* Start TEXT *
The oil palm fronds (OPF) have been identified as the major contributor of biomass waste in Malaysia. OPF is a lignocellulosic material available at a very low cost which would represent a valuable renewable source of various products and chemicals. Recently, we have demonstrated the potential of lignin obtained from OPF for green material applications (Hussin et al. 2013). In this paper, three different processes were chosen for lignin extraction: Kraft, soda, and aqueous ethanol organosolv processes. The influence of lignin structure by its syringyl (S), guaiacyl (G), and p-hydroxyphenyl (H) basic units, phenolic/aliphatic hydroxyl content, and molecular size are also identified via 31P nuclear magnetic resonance (NMR) spectroscopy and gel permeation chromatography (GPC). The antioxidant activities of different types of lignin were also studied using the oxygen uptake index method in the presence of methyl linoleate. The possibility of lignin samples to be applied as corrosion inhibitor was studied. The assessment of the corrosion behavior was studied using potentiodynamic polarization measurement, electrochemical impedance spectroscopy (EIS), and X-ray diffraction (XRD), and the morphology of inhibited mild steel surface was analyzed via scanning electron microscopy (SEM). Next, the inhibition efficiency of lignin samples was correlated with its antioxidant activities.
* End TEXT *
* Start ENTRIES SHOWN *
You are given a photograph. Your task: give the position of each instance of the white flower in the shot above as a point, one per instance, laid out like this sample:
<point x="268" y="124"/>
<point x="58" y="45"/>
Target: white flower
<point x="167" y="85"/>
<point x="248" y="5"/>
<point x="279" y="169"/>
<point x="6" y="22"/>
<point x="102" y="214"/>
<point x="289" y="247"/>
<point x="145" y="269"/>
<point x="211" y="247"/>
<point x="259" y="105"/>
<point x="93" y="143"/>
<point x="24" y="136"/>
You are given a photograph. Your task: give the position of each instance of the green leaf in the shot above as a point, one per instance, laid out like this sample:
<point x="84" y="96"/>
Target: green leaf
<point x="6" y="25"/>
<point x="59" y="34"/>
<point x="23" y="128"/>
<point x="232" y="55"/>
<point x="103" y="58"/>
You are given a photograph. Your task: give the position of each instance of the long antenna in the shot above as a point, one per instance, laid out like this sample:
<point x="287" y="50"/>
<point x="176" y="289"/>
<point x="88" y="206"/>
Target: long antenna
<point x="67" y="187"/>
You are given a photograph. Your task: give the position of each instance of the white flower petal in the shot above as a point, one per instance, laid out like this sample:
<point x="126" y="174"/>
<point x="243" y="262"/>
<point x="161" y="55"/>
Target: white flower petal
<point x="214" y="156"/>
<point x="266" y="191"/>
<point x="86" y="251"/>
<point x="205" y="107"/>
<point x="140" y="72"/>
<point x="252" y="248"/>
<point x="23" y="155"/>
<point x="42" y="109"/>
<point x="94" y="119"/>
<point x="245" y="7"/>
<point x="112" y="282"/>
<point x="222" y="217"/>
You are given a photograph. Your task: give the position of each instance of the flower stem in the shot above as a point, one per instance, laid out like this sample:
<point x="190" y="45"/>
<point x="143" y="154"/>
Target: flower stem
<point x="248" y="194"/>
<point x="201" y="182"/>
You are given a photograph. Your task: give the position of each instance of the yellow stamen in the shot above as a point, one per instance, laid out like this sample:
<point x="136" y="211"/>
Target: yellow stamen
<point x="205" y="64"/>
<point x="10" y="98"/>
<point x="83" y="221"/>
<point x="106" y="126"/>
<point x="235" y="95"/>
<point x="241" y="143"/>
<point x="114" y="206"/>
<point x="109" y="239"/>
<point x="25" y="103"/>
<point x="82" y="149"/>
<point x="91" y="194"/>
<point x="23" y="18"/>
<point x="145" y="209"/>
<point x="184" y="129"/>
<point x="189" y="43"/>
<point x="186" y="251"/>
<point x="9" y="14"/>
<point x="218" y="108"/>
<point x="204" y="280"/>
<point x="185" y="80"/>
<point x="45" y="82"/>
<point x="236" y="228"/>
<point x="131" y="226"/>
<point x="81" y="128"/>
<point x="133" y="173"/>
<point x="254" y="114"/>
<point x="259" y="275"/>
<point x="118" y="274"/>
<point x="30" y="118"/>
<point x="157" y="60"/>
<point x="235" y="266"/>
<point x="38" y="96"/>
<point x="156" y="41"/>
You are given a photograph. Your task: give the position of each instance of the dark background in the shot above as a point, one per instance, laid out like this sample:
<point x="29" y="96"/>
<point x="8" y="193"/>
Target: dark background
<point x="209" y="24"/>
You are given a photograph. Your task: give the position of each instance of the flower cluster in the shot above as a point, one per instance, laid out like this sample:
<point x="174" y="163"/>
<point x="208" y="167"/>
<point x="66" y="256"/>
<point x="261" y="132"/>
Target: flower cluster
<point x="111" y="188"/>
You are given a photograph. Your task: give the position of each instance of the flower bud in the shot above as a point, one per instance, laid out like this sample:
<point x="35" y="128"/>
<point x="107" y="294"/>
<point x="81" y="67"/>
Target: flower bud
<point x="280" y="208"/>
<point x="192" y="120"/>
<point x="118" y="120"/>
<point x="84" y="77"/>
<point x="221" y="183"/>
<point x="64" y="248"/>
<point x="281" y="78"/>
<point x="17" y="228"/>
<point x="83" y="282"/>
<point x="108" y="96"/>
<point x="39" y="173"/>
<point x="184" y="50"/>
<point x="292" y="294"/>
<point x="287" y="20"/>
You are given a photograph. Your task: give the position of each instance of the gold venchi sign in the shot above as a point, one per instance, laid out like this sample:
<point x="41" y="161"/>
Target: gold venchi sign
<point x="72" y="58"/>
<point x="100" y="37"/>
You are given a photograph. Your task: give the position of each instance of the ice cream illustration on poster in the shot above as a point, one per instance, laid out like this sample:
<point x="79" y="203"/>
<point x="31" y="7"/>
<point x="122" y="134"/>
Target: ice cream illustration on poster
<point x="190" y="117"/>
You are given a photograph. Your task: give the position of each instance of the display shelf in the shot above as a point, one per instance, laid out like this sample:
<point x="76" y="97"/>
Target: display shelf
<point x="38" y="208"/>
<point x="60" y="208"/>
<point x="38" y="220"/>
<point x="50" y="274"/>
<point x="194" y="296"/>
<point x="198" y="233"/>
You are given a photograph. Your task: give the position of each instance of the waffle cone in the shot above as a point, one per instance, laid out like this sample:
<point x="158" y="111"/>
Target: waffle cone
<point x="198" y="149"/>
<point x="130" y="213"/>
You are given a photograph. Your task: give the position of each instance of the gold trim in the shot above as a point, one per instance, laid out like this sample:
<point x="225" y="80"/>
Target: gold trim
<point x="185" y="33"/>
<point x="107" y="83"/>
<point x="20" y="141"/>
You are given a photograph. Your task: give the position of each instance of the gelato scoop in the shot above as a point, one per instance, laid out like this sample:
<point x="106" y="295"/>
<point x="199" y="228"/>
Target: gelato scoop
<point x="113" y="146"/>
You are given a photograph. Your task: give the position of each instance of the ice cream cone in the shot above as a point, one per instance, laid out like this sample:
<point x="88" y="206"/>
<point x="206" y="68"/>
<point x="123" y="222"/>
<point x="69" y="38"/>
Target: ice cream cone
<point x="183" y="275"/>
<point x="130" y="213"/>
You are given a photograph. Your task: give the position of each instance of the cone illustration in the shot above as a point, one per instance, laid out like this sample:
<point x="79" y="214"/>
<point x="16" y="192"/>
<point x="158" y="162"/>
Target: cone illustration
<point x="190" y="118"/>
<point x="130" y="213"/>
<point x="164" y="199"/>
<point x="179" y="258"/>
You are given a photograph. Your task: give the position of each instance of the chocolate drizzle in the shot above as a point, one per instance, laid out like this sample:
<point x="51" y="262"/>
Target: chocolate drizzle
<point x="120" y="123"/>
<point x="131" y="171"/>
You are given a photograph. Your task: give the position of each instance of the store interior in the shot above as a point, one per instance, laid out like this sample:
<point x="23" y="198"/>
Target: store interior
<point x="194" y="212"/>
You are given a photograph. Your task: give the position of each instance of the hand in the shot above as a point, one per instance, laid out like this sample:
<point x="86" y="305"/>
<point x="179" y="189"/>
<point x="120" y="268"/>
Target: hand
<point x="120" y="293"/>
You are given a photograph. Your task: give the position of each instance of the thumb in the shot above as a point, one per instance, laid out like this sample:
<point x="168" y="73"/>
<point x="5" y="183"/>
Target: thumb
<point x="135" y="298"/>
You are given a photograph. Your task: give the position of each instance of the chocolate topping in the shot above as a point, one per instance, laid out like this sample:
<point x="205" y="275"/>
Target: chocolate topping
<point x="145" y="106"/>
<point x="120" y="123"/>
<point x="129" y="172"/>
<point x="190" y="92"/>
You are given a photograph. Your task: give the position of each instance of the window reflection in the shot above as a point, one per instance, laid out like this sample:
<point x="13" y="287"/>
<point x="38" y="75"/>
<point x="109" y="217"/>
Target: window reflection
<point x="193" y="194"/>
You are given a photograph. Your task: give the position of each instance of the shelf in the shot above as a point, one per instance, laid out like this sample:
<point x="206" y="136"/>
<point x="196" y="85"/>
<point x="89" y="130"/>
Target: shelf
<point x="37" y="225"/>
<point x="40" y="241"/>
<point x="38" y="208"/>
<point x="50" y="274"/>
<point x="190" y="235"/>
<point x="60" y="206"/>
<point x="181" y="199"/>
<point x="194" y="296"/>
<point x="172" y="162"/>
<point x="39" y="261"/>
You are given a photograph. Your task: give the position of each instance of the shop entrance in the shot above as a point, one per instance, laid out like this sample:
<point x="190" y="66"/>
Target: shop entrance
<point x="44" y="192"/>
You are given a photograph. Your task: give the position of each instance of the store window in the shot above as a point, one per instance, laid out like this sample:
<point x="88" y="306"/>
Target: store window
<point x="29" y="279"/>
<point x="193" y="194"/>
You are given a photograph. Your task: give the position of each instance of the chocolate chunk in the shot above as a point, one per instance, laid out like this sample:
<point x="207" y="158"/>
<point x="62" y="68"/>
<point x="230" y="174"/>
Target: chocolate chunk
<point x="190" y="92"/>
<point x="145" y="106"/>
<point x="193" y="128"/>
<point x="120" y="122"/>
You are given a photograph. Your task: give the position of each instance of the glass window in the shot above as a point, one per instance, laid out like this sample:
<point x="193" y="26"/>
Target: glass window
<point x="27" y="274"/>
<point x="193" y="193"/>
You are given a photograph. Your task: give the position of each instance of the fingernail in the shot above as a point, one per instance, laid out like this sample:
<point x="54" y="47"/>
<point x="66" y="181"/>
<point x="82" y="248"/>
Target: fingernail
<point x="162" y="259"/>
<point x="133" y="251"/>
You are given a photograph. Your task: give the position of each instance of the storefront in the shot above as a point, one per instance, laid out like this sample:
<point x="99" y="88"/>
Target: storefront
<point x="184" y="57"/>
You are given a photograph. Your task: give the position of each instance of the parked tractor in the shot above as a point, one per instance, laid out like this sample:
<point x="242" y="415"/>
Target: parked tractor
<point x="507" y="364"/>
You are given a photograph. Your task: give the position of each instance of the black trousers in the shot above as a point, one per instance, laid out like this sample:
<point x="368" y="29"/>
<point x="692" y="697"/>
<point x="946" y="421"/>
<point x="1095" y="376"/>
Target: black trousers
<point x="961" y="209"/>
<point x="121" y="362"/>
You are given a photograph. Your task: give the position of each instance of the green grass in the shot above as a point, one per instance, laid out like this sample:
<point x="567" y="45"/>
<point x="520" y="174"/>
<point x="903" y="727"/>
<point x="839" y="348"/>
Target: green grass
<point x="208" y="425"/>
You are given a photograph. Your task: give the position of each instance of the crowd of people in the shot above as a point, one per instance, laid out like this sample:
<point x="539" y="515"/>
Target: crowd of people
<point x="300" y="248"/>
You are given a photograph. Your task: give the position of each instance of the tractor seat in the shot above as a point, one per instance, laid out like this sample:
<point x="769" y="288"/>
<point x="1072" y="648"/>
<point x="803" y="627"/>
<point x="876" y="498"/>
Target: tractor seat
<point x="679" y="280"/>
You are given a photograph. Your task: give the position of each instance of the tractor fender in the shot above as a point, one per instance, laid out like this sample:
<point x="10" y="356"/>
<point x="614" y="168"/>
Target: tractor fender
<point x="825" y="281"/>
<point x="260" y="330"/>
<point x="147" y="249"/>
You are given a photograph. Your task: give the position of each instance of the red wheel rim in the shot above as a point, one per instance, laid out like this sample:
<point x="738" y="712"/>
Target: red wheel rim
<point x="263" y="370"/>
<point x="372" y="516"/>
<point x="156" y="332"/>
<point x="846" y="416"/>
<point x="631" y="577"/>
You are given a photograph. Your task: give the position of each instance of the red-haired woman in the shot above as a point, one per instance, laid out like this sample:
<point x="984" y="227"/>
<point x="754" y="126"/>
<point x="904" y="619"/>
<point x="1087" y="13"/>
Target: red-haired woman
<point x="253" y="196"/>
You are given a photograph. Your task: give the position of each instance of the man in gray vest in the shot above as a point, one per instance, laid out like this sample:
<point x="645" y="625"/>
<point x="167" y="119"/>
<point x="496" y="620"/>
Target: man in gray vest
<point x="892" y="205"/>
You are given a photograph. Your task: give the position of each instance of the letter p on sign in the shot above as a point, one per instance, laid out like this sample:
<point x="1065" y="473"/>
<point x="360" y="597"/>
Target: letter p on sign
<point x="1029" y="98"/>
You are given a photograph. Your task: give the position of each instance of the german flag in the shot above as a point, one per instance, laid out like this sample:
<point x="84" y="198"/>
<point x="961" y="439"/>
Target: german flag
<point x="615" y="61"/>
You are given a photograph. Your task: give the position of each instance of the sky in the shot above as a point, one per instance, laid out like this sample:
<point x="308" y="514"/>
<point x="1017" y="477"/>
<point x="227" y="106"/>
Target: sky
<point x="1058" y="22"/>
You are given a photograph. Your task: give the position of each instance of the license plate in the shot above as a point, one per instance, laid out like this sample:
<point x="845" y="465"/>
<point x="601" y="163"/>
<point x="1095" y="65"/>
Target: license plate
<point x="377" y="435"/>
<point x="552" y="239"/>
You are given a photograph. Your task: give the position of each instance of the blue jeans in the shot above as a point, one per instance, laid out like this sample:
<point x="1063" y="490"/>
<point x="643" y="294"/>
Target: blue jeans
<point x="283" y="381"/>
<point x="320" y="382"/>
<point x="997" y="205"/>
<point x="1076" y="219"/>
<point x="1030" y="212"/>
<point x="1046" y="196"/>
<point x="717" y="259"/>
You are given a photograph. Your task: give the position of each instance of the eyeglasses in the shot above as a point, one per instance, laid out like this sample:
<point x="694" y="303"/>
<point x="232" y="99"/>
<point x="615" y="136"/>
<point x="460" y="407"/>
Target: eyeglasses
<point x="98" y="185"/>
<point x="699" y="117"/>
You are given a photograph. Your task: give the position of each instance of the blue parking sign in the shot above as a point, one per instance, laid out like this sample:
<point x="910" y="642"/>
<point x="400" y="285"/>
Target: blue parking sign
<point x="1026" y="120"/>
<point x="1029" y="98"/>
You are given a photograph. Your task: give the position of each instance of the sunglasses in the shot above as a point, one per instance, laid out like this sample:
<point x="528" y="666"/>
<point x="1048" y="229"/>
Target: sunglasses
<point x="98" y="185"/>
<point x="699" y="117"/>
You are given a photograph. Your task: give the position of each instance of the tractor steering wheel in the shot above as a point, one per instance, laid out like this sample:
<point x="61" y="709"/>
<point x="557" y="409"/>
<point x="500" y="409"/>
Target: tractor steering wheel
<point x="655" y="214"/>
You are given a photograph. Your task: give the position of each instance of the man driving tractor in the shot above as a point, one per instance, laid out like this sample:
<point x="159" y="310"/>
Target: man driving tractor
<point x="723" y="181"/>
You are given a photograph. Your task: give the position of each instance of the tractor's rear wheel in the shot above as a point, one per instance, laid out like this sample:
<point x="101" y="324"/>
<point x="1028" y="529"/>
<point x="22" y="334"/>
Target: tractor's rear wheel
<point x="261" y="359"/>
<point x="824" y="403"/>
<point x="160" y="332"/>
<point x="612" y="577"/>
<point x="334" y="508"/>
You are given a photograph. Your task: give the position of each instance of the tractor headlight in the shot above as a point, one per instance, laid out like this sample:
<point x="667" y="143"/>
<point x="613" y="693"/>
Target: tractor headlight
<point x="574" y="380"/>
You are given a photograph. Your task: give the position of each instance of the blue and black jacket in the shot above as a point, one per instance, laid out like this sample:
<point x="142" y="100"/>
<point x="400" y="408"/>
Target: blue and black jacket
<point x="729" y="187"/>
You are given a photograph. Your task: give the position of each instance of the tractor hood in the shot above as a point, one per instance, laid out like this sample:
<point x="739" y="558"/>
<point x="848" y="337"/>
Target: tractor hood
* End ENTRIES SHOWN *
#### EXERCISE TASKS:
1. Output the lines of the records from the line with "of the cone" to the line with "Target: cone illustration", both included, as a JSON list of strings with one string per line and blank lines left out.
2. Write what comes next in the text on lignin from oil palm fronds, picking up after its final sentence.
The text and the records are two separate pieces of material.

#### RESPONSES BY TASK:
1.
[
  "You are given a photograph. Your task: give the position of each instance of the cone illustration in the shot above as a point, one per instance, laid out like this sample:",
  "<point x=\"79\" y=\"214\"/>",
  "<point x=\"16\" y=\"192\"/>",
  "<point x=\"158\" y=\"162\"/>",
  "Target: cone illustration"
]

2.
2 Materials and method

The OPF (Elaeis guineensis Jacq.) were obtained from Valdor Palm Oil Mill near Sungai Bakap plantation (Seberang Prai, Malaysia) in mid-2012. The OPF strands were chipped into small pieces. After sun dried for 3 days, the chips were then ground to a 1–3-mm size using Wiley mill, and the fiber was further dried in an oven at 50 °C for 24 h. The OPF biomass was first subjected to Soxhlet extraction with ethanol/toluene (2:1, v/v) for 6 h before use. All chemical reagents used in this study were purchased from Sigma-Aldrich (USA) and VWR (France) and used as received. Dried matter contents were determined using a moisture balance, KERN MRS 120-3 Infra-red moisture analyzer (drying at 105 °C to constant weight). The effective dry matter content of raw OPF biomass was ~89 %. All experiments were run in triplicates, and its average values were represented in the results.

2.1 Lignin extraction

Both Kraft and soda pulping processes were carried out in a 10-L rotary digester. All pulping conditions followed the method outlined by Wanrosli et al. (2007) with slight modifications. For Kraft pulping, a 20 % of active alkali and 30 % of sulfidity with water to fiber ratio of 8 was used. The time of maximum cooking temperature (170 °C) was set for 3 h. For soda pulping, 30 % of active alkali alone was applied at the same conditions as described above. The pressure of both Kraft and soda pulping was around 12–15 bar. The pulp was washed and separated by screening through a sieve and the black liquor was collected. Soda (SL) and Kraft (KL) lignins were precipitated from the concentrated black liquor by acidifying it with 20 % (v/v) sulfuric acid until pH 2 (Mohamad Ibrahim et al. 2011). The precipitated lignins were filtered and washed with water (pH 2). Both lignins were then dried in an oven at 50 °C for 48 h. The purification of lignin was conducted by extracting it in the Soxhlet apparatus for 6 h with n-pentane to remove lipophilic non-lignin matters such as wax and lipids. The precipitate was filtered and washed twice with pH 2 water to remove the excess n-pentane and non-lignin phenolic compounds which may remain after the pulping process. The purified KL and SL were then dried in an oven for another 48 h.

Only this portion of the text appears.